Text for analysis →
═══
Was it merely to get everyone to follow Him? Or was it to make a fundamental change in the world and the way people treat each other? We can easily count the number of people we baptize, who complete confirmation, and become members? But have we changed the world that way?
Are we not changing the world when we do the things that Jesus did – feed the hungry, heal the sick, bring a new hope to the oppressed and forgotten?
But let us be realistic. Feeding the hungry is more than coffee and doughnuts and calling it breakfast or making a peanut butter and jelly sandwich and say that it is dinner. It is having a meal with real plates and being able to use real utensils instead of paper plates with plastic forks and knifes. It is preparing food fit for a king because the King may be among those who sit at the table.
Too many people today feel that one’s economic status determines how you eat and what you will eat.
Let us also realize feeding the hungry is not the solution to the problem. People are hungry for a reason, i.e., the lack of food. There needs to be an organized distribution of food within each community and ultimately the lack of food for the people needs to be addressed.
The same thing can be said about medical care. I can tell you from personal experience that many who come to Grannie Annie’s Kitchen lack in basic medical care. Some suffer from high blood pressure and/or diabetes; for one or two, the conditions can be life-threatening if not monitored carefully. At one point this summer five of the women who came to the kitchen were pregnant and only receiving minimal care. If I could do it, I would see that there was some sort of free medical clinic in operation on Saturdays so that those who come to the table can be checked out medically as well. This, like feeding ministries and food banks, is a partial solution; there must be a concentrated effort to see that all the people of a community have reasonable healthcare.
And, when you stop to think about it, the response of the early Methodists was to do just that. Provide food, health care, and education to a portion of the population that most of society would just as soon forget.
═══
Given data →
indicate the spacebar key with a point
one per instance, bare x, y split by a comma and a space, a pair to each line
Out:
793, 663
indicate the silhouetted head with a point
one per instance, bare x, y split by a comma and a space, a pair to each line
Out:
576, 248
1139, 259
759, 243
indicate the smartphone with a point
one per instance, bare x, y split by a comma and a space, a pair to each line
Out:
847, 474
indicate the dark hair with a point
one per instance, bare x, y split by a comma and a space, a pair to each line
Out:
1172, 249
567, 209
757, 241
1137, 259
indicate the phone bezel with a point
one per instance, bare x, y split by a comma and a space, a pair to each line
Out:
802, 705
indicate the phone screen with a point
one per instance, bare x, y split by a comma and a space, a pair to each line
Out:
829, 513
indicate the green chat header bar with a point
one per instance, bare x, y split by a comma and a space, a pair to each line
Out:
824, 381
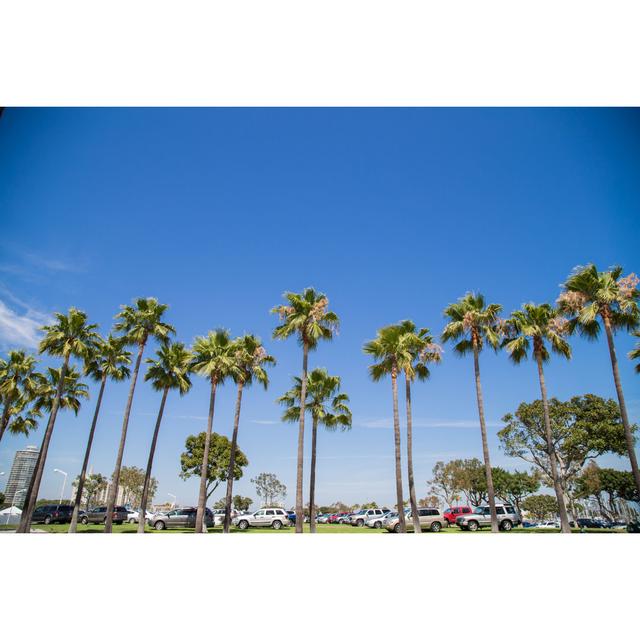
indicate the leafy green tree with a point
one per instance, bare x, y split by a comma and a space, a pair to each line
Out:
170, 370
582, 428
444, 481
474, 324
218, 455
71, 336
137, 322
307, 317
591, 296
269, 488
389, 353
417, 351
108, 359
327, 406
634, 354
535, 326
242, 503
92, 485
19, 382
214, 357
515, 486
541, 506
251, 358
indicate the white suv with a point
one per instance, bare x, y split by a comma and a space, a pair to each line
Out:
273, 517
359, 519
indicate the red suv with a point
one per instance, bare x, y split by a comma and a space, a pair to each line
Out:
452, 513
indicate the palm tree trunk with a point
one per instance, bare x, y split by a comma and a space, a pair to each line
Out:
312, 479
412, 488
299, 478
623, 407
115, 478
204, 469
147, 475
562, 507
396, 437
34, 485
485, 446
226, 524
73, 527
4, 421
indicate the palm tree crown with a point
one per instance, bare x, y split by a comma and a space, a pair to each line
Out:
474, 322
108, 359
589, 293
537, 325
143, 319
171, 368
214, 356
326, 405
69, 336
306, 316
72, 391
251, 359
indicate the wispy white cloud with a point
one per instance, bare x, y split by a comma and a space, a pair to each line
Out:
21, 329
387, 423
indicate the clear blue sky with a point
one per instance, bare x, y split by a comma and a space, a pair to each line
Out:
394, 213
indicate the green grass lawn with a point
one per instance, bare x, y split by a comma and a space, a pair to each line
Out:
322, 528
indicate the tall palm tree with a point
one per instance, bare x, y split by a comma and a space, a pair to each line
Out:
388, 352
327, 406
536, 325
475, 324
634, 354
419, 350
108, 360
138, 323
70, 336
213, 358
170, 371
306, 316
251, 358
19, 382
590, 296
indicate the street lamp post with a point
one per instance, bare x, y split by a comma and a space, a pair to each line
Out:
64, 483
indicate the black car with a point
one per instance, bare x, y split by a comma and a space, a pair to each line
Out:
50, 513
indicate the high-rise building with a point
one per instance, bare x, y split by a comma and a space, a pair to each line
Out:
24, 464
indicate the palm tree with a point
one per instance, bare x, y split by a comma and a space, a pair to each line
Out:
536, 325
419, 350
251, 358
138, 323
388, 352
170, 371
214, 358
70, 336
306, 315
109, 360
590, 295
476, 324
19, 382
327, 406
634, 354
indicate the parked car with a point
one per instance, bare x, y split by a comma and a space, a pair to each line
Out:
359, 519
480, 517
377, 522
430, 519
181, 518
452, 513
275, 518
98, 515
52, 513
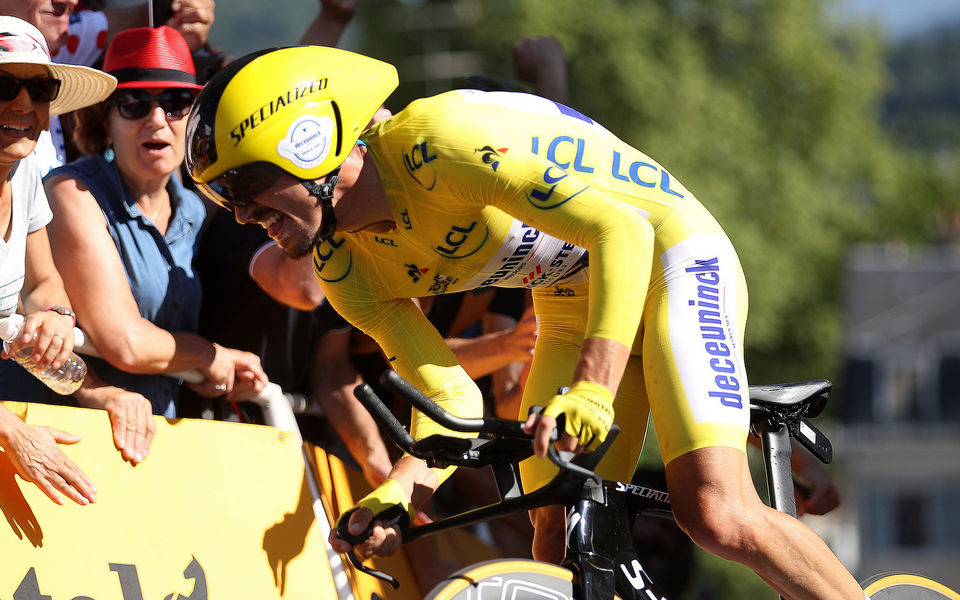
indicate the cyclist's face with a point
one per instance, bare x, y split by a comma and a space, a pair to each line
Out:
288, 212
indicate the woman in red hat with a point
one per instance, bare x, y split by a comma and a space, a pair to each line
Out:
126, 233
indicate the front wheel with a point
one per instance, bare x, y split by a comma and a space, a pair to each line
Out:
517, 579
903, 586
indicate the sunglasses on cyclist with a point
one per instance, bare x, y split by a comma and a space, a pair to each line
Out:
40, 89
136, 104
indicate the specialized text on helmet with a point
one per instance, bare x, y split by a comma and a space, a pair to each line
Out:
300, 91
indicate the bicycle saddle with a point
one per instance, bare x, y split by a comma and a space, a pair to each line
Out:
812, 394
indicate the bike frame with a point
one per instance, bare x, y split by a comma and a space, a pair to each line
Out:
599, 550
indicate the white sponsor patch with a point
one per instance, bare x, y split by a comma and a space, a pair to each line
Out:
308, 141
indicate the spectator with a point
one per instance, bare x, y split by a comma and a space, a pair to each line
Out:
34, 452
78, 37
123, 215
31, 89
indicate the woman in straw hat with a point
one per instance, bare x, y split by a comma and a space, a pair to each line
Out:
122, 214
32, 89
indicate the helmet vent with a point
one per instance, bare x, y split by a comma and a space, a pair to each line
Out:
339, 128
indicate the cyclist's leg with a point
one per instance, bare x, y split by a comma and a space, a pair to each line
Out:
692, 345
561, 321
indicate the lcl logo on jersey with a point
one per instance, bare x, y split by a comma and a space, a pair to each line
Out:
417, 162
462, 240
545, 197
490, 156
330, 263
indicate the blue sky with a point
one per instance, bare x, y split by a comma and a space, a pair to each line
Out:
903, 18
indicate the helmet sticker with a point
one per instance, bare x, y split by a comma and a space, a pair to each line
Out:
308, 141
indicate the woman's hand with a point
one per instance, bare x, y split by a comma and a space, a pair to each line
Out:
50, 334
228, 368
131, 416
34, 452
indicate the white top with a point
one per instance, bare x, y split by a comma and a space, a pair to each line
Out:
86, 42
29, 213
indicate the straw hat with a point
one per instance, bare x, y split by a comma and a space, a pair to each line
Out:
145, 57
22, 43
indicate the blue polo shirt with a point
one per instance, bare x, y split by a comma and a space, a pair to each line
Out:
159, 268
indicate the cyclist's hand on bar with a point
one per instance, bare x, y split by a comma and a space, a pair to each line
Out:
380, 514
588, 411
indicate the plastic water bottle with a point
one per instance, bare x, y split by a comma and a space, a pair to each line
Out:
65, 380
═══
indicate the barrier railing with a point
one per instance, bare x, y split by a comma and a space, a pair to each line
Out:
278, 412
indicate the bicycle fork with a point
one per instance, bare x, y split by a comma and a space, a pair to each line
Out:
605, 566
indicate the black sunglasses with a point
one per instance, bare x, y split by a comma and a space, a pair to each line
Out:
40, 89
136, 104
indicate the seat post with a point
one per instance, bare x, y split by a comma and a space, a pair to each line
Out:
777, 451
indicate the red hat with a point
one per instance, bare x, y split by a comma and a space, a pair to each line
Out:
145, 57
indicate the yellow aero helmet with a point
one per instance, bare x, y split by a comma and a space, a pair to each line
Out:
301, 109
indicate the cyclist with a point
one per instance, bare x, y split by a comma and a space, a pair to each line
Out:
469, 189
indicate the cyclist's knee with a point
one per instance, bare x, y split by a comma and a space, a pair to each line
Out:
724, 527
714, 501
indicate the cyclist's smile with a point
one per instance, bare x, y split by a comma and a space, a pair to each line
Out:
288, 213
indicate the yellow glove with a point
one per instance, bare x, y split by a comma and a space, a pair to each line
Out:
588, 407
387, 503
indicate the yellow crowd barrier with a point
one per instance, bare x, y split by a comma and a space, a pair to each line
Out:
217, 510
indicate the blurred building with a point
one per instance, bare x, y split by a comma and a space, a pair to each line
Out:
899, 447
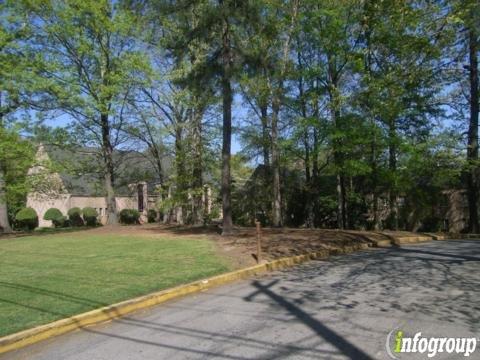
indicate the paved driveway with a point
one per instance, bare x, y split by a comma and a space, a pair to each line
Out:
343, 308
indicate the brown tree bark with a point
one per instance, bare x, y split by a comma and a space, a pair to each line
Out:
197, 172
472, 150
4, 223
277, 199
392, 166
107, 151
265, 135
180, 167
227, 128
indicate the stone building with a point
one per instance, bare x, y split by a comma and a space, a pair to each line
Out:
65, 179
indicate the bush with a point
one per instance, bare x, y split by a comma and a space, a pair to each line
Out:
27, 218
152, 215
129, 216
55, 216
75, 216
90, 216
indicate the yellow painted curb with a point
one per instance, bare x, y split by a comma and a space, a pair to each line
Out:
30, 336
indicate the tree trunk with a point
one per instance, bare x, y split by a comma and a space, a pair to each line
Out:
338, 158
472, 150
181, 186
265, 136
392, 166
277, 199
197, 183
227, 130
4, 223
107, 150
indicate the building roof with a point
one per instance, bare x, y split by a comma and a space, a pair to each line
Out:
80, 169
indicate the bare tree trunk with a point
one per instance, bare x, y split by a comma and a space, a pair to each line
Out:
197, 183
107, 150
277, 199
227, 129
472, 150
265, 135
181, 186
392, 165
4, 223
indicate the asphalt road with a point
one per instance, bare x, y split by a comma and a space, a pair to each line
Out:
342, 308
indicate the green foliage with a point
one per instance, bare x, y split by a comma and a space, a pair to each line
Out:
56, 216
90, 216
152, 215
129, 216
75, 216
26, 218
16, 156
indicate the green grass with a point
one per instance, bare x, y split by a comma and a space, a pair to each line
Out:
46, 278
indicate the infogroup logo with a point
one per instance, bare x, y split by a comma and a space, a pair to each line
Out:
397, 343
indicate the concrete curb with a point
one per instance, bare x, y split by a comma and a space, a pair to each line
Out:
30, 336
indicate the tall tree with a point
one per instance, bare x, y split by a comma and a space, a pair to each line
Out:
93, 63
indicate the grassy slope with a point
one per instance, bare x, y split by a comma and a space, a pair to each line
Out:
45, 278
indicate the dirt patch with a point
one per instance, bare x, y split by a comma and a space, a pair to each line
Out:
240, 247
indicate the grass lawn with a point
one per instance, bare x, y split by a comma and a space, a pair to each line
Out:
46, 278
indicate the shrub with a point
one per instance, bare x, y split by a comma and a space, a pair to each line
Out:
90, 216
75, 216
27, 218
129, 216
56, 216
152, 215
═══
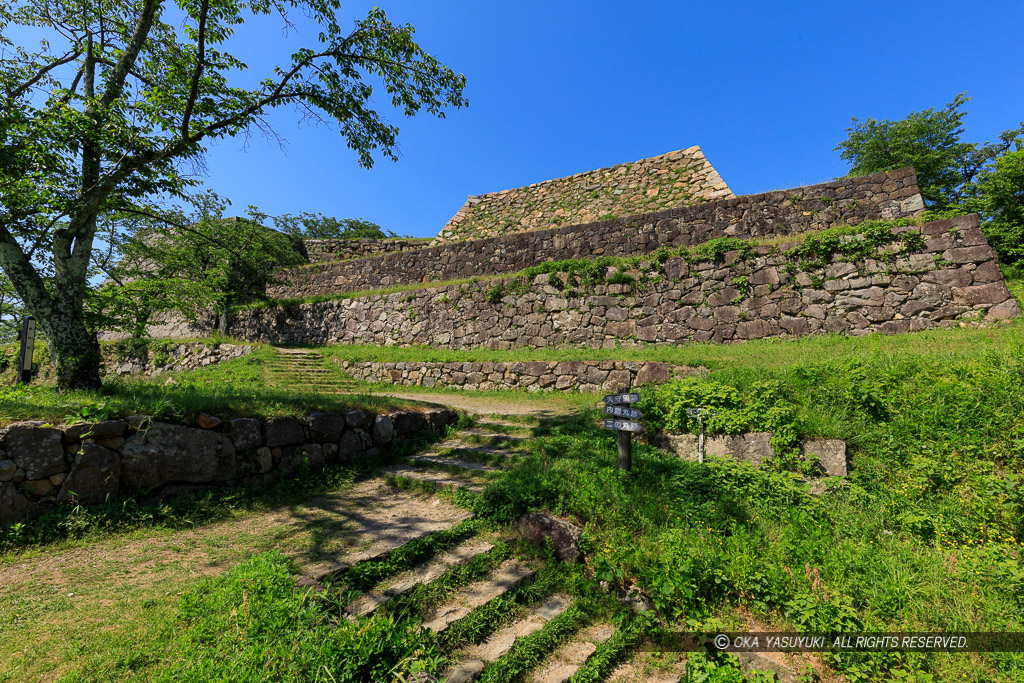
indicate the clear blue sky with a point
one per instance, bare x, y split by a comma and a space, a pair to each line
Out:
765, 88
═══
Exercise 1 → Repeat the stretch of the essay on feeding the hungry from "But let us be" through "to be addressed.", word for word.
Exercise 2 → Go on with the essay on feeding the hungry, starting right after its last sentence.

Reply 1 →
But let us be realistic. Feeding the hungry is more than coffee and doughnuts and calling it breakfast or making a peanut butter and jelly sandwich and say that it is dinner. It is having a meal with real plates and being able to use real utensils instead of paper plates with plastic forks and knifes. It is preparing food fit for a king because the King may be among those who sit at the table.
Too many people today feel that one’s economic status determines how you eat and what you will eat.
Let us also realize feeding the hungry is not the solution to the problem. People are hungry for a reason, i.e., the lack of food. There needs to be an organized distribution of food within each community and ultimately the lack of food for the people needs to be addressed.

Reply 2 →
If we as a people, a church, and a denomination are to respond to the bishop’s call to action, it should be to respond as those who began the Methodist Revival did. It wasn’t about numbers back then; it was about the people. And that is the way that it should be today.
Paul reminds us that the King is coming. He just doesn’t tell us how He is coming. We tend to think that when Jesus does come, He will come in splendor and glory. But what if He were to come in the rags of a homeless person? Would we then welcome Him? Or would we treat Him as some sort of uninvited guest?
The Gospel passage for today speaks of five foolish and five prepared people. Those who are prepared are prepared for any guest, invited or uninvited; if we are foolish, then the important guest will be missed and we will not be ready.
Joshua stands before the people and the people tell him that they will follow God. But Joshua reminds them that they have forsaken God too many times in the past. How many times have our worship services and our church conferences been like the conversation in the Old Testament reading today?
How many more times will we continue to echo the voices of the Israelites, willing to follow God but unwilling to take the steps? There will come a time when we will not have the opportunity that lies before us.
The table has been set and the doors are opened. Are you prepared for all the guests who will come or just the invited ones? What will you say to the uninvited guest who is hungry and homeless?
And Joshua said to the people, “my family and I will serve God.”